WRITTEN TASK 1 -
Copy the pointing listing below line for line, without changing anything.
═══ PASSAGE PROVIDED
# Raceglaze 55 vs. Collinite 476s



## Voodooking (Jan 3, 2008)

I quite fancy trying Raceglaze 55.

Is it 55% white carnauba, or a mix of white and yellow?


I was comparing the composition and levels of carnauba in it to Symol on the ParcFerme website. Looks like it might be quite a contender.


I am using Collinite at the moment, Do you know how much carnauba Collinite has in it, and whether it is white or yellow?


----------



## visor (Sep 8, 2007)

55% white carnauba. PM Mark for more details  also have a look Race Glaze wax pre-launch exclusive to DW members


----------



## Dodo Factory (Apr 11, 2007)

There is basically no natural ingredient as white carnauba, so don't worry about it.... white is generally the term to yellow carnauba that has had the colour taken out through a refining process. It can also refer to micronised (thinly powdered) yellow carnauba, as this looks white. Whether removing the colour improves performance in any way has, as far as I am aware, remained unproven.

I would also ignore all carnauba percentages and go on reports on performance, unless the percentages stated have been independently verified.

Raceglaze 55 is a very good wax and likely to perform with the top tier of Zed waxes.

The ingredients of Collinite are largely undisclosed, so it may contain acrylic (sealant) style waxes and other synthetic ingredients in its composition, natural waxes like carnauba, candelilla and beeswax, or none of the above. Who knows? The main thing is it works very well - although I prefer it for its durability more than its looks. And the packaging and smell are not to my tastes. But it beads extremely well and is an awesome peformer at its price point.


----------



## ahaydock (Jan 4, 2007)

In terms of looks I can tell you from experience that the Raceglaze 55 is a fantastic looking wax and will beat the Colly hands down (obviously you need a well prepped surface). In terms of durability you are unlikely to beat Colly, but IMO the Raceglaze is worth every penny and I felt it did beat some of the higher Z waxes.

You can by sample pots iirc so maybe try one of them first and take a look at my car with Raceglaze 55 as I think the pics speak for themselves = http://www.detailingworld.co.uk/forum/showthread.php?t=73821


----------



## ALANSHR (Jun 29, 2007)

I have been using Z Carbon and Titanium for years, tried small go's of higher end Z's but did not think there was any real world gain unkless you go to the top of the tree and I can't afford that so have stuck with Z C&T until I tried Racegalze 55, I love the finish and clraity that it provides.
══════
WRITTEN TASK 2 -
In the forum thread, why does the Dodo Factory reply say there is no need to worry about whether the carnauba is white? Answer in one to three sentences.
═══ ITEMS
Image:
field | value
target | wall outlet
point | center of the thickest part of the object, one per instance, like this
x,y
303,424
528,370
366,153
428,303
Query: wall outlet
══════
TASK OUTPUT 1 -
Image:
field | value
target | wall outlet
point | center of the thickest part of the object, one per instance, like this
x,y
303,424
528,370
366,153
428,303
Query: wall outlet

TASK OUTPUT 2 -
White carnauba does not exist as a natural ingredient. The term usually means yellow carnauba whose color has been removed by refining, or yellow carnauba micronized into a fine powder that looks white. The reply adds that, as far as the poster knows, removing the color has not been shown to improve performance.